> **Exercise input**
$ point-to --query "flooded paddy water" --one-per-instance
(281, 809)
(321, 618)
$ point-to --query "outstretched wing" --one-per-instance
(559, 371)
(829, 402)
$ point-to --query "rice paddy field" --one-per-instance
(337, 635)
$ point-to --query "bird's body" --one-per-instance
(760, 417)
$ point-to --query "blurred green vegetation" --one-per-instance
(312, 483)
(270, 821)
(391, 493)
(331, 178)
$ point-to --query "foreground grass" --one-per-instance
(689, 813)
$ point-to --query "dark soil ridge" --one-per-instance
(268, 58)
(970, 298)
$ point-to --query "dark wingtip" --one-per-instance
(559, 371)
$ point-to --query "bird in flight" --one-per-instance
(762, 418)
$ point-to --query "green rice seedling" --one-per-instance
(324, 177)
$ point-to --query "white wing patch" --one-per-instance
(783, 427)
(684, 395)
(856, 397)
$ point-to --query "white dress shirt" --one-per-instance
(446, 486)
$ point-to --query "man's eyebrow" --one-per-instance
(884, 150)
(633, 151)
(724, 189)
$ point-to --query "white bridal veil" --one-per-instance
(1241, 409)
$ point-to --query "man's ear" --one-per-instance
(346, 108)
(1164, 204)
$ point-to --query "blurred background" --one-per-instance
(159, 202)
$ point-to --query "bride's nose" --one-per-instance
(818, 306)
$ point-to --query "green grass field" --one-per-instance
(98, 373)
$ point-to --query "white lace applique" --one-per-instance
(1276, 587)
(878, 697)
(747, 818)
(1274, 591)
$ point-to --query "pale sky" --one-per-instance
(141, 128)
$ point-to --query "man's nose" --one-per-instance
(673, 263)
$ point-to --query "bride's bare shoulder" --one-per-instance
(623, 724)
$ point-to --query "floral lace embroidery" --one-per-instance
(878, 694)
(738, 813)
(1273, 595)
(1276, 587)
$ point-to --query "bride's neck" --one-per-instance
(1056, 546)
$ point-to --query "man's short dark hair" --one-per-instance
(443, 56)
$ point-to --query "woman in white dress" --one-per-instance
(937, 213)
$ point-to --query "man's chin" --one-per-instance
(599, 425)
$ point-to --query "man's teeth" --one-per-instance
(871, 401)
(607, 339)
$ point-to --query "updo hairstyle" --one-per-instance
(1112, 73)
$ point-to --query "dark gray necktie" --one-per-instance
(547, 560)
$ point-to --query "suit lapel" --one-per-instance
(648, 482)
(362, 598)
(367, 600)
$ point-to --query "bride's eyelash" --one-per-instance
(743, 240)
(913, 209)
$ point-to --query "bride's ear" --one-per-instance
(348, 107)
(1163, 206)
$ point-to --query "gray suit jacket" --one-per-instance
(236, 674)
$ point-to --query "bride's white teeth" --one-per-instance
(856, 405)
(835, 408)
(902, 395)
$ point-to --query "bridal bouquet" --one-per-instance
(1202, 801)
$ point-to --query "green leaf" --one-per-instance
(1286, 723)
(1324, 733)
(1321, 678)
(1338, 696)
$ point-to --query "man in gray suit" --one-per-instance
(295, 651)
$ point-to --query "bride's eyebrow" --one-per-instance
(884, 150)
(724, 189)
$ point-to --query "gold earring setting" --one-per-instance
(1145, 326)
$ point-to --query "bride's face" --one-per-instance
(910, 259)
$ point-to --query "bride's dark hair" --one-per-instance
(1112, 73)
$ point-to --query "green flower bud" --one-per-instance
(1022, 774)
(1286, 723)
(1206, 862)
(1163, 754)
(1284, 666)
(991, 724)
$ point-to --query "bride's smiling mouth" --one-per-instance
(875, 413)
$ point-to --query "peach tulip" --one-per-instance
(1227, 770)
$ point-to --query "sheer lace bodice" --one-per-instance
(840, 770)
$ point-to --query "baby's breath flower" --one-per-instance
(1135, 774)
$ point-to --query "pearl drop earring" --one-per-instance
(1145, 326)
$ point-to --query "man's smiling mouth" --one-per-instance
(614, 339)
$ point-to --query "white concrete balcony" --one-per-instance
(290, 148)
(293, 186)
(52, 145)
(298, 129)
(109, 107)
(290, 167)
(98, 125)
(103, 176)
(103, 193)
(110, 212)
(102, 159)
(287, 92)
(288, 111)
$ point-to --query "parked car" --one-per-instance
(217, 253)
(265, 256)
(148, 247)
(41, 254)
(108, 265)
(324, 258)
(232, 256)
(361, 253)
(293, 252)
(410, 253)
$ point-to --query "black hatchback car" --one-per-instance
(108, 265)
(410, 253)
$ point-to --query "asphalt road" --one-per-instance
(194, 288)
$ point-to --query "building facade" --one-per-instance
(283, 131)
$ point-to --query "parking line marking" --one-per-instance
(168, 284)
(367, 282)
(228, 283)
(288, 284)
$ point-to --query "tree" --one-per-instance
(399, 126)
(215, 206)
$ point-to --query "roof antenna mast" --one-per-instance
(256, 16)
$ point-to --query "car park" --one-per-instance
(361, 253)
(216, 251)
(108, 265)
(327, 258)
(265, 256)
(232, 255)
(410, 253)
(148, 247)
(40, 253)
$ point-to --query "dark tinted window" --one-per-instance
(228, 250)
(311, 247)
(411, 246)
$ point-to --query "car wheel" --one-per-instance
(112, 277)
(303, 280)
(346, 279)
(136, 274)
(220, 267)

> **Goal of the exercise**
In full and without deviation, reproduce the entries above.

> **Answer space**
$ point-to --query "flooded paddy water" --one-per-instance
(281, 809)
(321, 618)
$ point-to --query "outstretched wing" --one-per-instance
(559, 371)
(829, 402)
$ point-to --query "rice paddy field" --one-per-instance
(337, 635)
$ point-to --query "bird's body" --one-per-instance
(760, 417)
$ point-to --query "blurred green vegetation" --one-per-instance
(312, 483)
(270, 821)
(391, 493)
(331, 178)
$ point-to --query "foreground grass" --one-per-instance
(689, 813)
$ point-to --query "dark soil ridge" --one-per-instance
(268, 58)
(970, 298)
$ point-to --query "dark wingtip" --one-per-instance
(559, 371)
$ point-to --query "bird in flight" --one-per-instance
(762, 418)
$ point-to --query "green rice seedling" --one-per-instance
(324, 177)
$ point-to --query "white wing patch" --one-per-instance
(783, 427)
(684, 395)
(856, 397)
$ point-to --query "white dress shirt" --one-per-instance
(446, 486)
$ point-to --query "man's eyebrow" --one-per-instance
(884, 150)
(633, 151)
(724, 189)
$ point-to --query "white bridal veil" --one-per-instance
(1241, 409)
$ point-to --query "man's ear" --one-per-instance
(346, 108)
(1164, 204)
$ point-to --query "blurred background" --one-per-instance
(159, 202)
$ point-to --query "bride's nose" --one-per-instance
(818, 306)
$ point-to --query "green grass field" --one-per-instance
(98, 373)
$ point-to --query "white lace applique" --one-per-instance
(1276, 587)
(878, 697)
(747, 818)
(1274, 591)
$ point-to --query "pale sky" --one-per-instance
(141, 128)
$ point-to --query "man's nose" --one-per-instance
(673, 263)
$ point-to --query "bride's bare shoulder" --one-per-instance
(623, 724)
$ point-to --query "floral lace embroidery" --one-per-instance
(878, 694)
(738, 813)
(1273, 595)
(1276, 587)
$ point-to --query "bride's neck" --one-per-instance
(1056, 546)
$ point-to --query "man's short dark hair" --one-per-instance
(443, 56)
$ point-to --query "woman in white dress" --one-per-instance
(937, 213)
$ point-to --query "man's chin" --one-per-instance
(599, 425)
$ point-to --query "man's teeth" --one-per-instance
(871, 401)
(607, 339)
$ point-to --query "updo hairstyle" --one-per-instance
(1112, 73)
$ point-to --query "dark gray necktie" --one-per-instance
(547, 560)
$ point-to --query "suit lapel" --one-per-instance
(648, 482)
(362, 598)
(367, 600)
$ point-to --query "bride's eyelash" --one-per-instance
(743, 240)
(913, 209)
$ point-to --query "bride's ear" --one-per-instance
(348, 107)
(1163, 206)
$ point-to --query "gray suit jacket" --one-per-instance
(236, 674)
$ point-to --query "bride's white teeth" --one-per-instance
(856, 405)
(835, 408)
(902, 395)
$ point-to --query "bridal bouquet" --one-per-instance
(1202, 801)
$ point-to --query "green leaf" --one-per-instance
(1286, 723)
(1324, 733)
(1321, 678)
(1338, 696)
$ point-to --query "man in gray suit" --one-per-instance
(295, 651)
$ point-to --query "bride's eyebrow" --one-per-instance
(884, 150)
(724, 189)
$ point-to --query "gold earring setting" --one-per-instance
(1145, 326)
$ point-to --query "bride's face" --one-per-instance
(910, 259)
$ point-to --query "bride's dark hair" --one-per-instance
(1112, 73)
$ point-to --query "green flower bud" --one-per-instance
(1022, 774)
(1286, 723)
(1206, 862)
(1163, 754)
(1284, 666)
(991, 724)
$ point-to --query "bride's smiling mouth" --one-per-instance
(875, 413)
$ point-to --query "peach tulip" --one-per-instance
(1227, 770)
$ point-to --query "sheer lace bodice" --one-per-instance
(840, 770)
$ point-to --query "baby's breath flower" --one-per-instance
(1135, 774)
$ point-to --query "pearl drop earring" --one-per-instance
(1145, 326)
$ point-to --query "man's smiling mouth" --one-per-instance
(614, 339)
$ point-to --query "white concrete balcony" --one-per-instance
(290, 148)
(293, 186)
(52, 145)
(298, 129)
(109, 107)
(290, 167)
(98, 125)
(103, 176)
(103, 193)
(110, 212)
(102, 159)
(287, 92)
(288, 111)
$ point-to --query "parked car" --one-per-instance
(217, 253)
(265, 256)
(148, 247)
(41, 254)
(108, 265)
(324, 258)
(232, 256)
(361, 253)
(293, 252)
(410, 253)
$ point-to --query "black hatchback car" --one-per-instance
(108, 265)
(410, 253)
$ point-to --query "asphalt road" --one-per-instance
(194, 288)
$ point-to --query "building facade" --one-per-instance
(283, 131)
$ point-to --query "parking line marking" --one-per-instance
(168, 284)
(367, 282)
(228, 283)
(288, 284)
$ point-to --query "tree" --one-per-instance
(399, 126)
(215, 206)
$ point-to --query "roof antenna mast" --one-per-instance
(256, 16)
$ point-to --query "car park" --one-per-instance
(361, 253)
(216, 251)
(108, 265)
(327, 258)
(265, 256)
(232, 255)
(410, 253)
(148, 247)
(40, 253)
$ point-to --query "dark tinted window" --one-per-instance
(228, 250)
(311, 247)
(411, 246)
$ point-to --query "car wheel" --one-per-instance
(112, 277)
(303, 280)
(346, 279)
(136, 274)
(220, 267)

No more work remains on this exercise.